**Prompt**
For each line in the data that includes "below", make a copy.

**Supplied data**
-- Opening Marker --
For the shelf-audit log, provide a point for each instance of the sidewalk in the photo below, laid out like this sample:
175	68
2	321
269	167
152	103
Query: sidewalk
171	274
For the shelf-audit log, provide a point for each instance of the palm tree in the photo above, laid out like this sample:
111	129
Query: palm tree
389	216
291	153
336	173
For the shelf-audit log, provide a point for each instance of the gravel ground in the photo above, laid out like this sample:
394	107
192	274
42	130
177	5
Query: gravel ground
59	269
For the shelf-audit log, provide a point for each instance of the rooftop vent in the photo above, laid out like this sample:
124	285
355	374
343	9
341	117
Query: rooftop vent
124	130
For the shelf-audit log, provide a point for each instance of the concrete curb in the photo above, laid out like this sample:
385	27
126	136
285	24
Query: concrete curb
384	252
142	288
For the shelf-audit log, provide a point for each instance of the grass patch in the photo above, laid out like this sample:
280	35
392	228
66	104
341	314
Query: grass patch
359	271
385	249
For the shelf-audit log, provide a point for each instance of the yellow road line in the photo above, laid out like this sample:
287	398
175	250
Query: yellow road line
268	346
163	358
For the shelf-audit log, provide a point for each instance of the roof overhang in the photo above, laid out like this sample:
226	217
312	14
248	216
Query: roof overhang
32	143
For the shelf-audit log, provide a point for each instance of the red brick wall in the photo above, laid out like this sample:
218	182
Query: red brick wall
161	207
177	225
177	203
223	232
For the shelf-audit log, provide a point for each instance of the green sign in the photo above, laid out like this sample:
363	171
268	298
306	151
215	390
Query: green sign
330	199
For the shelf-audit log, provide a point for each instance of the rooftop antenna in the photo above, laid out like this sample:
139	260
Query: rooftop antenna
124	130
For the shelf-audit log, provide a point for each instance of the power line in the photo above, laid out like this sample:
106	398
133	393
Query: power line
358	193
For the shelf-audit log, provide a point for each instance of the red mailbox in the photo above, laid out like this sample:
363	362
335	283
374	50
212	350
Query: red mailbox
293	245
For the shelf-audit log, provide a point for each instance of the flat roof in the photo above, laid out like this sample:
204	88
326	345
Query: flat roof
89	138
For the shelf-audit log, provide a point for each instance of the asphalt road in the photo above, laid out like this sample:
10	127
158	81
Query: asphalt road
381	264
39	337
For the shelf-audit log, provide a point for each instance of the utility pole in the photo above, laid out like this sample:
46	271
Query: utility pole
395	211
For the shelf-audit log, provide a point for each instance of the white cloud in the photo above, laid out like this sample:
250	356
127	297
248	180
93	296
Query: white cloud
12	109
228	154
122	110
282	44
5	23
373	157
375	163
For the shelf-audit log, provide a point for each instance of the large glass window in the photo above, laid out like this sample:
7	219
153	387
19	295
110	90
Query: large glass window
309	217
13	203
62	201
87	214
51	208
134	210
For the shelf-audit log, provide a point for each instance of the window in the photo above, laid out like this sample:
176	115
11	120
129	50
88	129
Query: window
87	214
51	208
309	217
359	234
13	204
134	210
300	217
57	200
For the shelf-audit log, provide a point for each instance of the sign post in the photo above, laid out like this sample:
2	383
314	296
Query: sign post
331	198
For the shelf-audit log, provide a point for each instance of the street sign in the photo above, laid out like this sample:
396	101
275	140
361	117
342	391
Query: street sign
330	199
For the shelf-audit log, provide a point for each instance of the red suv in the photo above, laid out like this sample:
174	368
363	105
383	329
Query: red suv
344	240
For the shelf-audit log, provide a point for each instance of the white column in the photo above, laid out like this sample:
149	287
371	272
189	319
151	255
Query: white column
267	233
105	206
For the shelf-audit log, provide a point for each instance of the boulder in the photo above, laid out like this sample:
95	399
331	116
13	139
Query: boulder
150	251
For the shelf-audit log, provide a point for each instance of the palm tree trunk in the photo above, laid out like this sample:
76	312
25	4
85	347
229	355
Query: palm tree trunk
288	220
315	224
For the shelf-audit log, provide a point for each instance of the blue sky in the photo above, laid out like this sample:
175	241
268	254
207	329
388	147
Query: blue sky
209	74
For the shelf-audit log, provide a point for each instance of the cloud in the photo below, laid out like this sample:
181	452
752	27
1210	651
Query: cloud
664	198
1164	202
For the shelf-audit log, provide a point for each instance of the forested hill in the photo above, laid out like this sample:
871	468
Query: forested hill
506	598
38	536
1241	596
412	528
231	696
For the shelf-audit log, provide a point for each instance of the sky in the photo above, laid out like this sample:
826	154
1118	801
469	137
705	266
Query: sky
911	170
-- Closing Marker --
**Task solution**
For the shelf-audit log, provide a point for each instance of the sidewalk in the photo below, laid out like this sample:
For the shelf-audit log, provide a point for each instance of the cloud in the photo below, laid out like this sample:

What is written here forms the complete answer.